▶ Exercice
Filtrez la liste ci-dessous en recopiant chaque ligne qui contient le mot « white ».

Enregistrements d'annotations de position:
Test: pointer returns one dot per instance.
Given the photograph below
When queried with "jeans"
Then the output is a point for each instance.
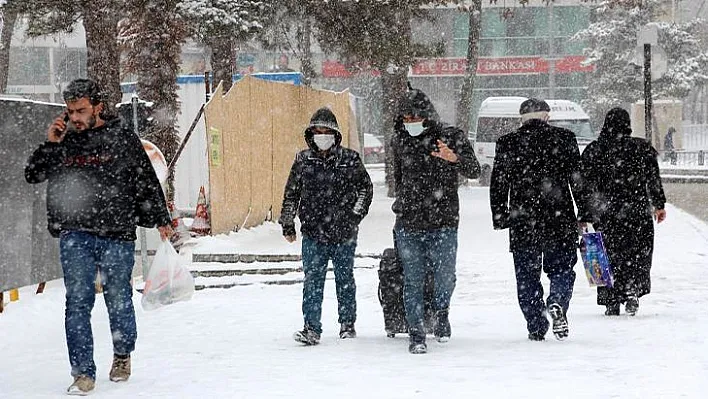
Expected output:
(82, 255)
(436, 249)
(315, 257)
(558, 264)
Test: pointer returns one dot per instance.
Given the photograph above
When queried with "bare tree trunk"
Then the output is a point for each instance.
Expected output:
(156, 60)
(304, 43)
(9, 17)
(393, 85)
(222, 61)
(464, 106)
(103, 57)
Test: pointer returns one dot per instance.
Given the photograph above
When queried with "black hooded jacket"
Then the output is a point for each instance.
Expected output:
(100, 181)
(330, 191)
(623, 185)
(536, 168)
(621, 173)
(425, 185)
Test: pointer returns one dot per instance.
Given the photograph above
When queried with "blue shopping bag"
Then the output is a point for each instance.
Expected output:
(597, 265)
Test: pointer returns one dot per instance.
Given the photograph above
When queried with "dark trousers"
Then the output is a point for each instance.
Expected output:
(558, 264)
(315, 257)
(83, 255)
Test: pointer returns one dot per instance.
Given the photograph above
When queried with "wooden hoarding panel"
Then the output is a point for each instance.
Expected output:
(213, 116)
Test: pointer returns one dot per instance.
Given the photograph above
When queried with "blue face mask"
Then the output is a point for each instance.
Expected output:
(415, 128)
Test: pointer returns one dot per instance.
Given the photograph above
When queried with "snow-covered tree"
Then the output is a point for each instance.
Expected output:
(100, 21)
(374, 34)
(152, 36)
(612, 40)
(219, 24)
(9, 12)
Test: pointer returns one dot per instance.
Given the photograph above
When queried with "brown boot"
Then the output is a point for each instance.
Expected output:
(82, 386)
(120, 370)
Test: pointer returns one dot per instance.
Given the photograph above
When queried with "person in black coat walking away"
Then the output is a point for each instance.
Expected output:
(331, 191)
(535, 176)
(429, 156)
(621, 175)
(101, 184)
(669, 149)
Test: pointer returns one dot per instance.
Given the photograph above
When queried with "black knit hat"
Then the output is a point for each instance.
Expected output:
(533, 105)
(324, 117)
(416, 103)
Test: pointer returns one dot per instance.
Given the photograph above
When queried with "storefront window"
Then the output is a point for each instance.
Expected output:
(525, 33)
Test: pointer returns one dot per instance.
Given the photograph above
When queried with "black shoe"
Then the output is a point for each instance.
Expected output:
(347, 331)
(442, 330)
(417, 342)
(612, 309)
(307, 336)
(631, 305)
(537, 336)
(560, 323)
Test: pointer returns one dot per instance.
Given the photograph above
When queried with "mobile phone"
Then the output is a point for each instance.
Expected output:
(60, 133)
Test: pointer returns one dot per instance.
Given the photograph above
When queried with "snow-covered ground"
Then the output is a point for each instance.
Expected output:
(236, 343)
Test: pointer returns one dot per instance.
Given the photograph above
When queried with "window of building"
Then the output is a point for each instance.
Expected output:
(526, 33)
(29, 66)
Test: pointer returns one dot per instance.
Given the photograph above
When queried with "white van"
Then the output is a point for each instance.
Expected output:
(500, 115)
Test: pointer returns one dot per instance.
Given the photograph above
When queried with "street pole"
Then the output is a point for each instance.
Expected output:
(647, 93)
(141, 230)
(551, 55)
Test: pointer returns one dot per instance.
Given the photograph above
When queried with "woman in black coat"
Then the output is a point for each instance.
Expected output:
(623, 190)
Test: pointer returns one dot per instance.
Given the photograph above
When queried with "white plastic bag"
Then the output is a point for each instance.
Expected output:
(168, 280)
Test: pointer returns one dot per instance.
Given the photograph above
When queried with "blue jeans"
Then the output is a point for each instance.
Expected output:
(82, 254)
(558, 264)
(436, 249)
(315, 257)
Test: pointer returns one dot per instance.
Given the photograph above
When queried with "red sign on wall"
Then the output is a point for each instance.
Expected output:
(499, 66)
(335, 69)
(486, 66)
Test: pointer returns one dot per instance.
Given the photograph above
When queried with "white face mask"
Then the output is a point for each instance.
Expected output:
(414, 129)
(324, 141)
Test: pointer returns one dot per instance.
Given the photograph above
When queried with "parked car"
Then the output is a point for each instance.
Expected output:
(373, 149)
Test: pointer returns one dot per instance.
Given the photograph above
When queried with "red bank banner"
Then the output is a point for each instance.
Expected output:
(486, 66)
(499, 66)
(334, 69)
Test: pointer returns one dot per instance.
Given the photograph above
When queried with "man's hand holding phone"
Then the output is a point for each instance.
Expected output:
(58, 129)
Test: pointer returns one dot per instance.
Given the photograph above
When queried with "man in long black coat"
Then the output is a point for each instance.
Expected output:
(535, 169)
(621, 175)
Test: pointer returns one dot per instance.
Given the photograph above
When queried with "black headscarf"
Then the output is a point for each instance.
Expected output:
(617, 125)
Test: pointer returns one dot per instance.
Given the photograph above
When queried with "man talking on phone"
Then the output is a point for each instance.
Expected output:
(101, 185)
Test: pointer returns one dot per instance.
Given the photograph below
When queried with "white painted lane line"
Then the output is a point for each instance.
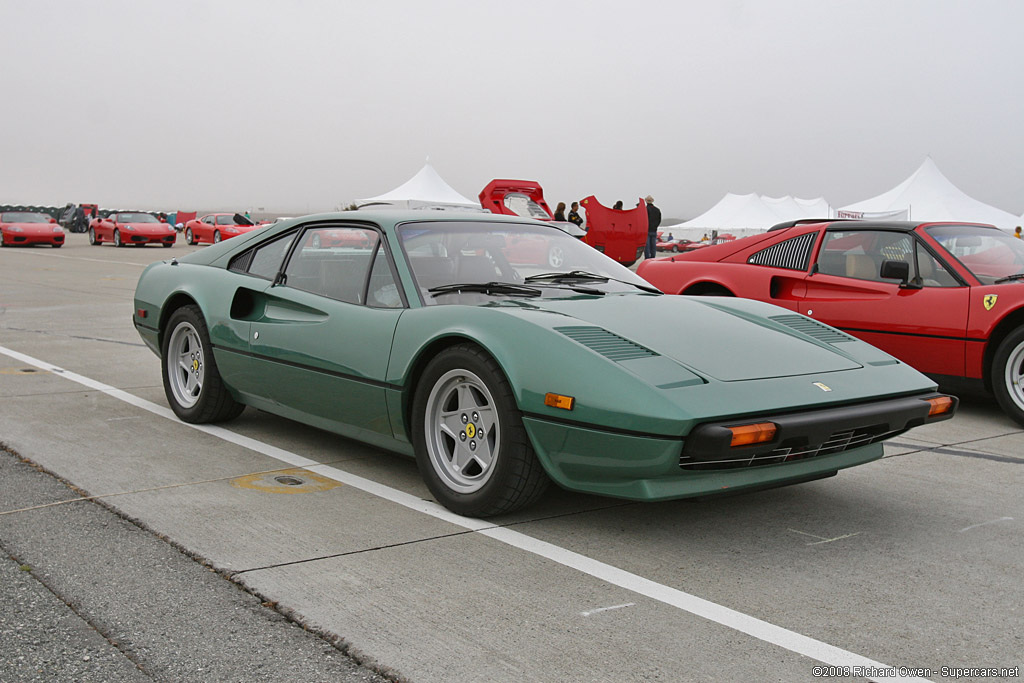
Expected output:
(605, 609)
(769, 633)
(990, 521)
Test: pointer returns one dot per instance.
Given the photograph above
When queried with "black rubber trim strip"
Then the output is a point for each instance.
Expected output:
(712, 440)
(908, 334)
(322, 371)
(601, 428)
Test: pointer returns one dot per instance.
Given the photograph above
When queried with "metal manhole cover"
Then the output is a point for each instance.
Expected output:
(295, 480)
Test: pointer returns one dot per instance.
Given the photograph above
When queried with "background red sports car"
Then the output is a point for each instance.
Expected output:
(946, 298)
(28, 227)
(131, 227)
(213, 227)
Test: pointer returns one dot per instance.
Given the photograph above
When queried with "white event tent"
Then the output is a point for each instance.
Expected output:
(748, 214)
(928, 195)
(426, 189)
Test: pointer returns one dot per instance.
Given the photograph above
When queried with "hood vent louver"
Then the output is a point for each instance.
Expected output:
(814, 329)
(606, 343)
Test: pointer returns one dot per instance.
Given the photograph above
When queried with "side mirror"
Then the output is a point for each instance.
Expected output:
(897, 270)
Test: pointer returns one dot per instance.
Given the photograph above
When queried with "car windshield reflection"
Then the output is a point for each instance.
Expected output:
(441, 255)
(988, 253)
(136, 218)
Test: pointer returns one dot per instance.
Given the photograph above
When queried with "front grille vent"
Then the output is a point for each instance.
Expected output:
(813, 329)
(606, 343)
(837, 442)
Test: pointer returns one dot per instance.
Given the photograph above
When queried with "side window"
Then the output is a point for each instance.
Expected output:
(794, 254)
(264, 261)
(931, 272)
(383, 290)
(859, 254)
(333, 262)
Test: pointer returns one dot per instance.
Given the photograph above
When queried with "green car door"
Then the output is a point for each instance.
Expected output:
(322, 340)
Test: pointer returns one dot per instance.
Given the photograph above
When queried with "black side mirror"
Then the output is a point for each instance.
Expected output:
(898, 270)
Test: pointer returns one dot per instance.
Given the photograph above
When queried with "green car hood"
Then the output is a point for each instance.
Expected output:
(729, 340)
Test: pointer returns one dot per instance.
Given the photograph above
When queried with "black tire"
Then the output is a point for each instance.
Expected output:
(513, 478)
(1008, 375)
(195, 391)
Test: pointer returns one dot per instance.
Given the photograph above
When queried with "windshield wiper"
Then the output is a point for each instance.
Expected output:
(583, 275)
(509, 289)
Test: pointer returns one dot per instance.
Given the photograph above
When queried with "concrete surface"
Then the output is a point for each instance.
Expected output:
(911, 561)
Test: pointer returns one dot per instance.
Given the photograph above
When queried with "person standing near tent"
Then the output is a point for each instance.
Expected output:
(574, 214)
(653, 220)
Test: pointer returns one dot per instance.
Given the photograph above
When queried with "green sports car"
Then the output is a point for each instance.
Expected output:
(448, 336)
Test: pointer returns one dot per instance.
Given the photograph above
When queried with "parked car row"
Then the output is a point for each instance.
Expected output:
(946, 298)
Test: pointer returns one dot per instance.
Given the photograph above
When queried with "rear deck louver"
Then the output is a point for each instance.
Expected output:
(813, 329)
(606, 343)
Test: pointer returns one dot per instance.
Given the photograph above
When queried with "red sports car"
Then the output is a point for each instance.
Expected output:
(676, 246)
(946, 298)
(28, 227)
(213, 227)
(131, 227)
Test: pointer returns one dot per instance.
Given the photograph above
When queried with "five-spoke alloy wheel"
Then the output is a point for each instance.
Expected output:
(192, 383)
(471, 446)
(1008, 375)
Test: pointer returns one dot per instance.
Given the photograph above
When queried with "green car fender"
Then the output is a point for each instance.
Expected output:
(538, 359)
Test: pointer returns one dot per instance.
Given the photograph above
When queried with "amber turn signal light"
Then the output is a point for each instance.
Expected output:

▶ Corrigé
When queried with "white van"
When queried with "white plastic bag"
When queried with "white face mask"
When queried with "white painted lane line"
When queried with "white event tent"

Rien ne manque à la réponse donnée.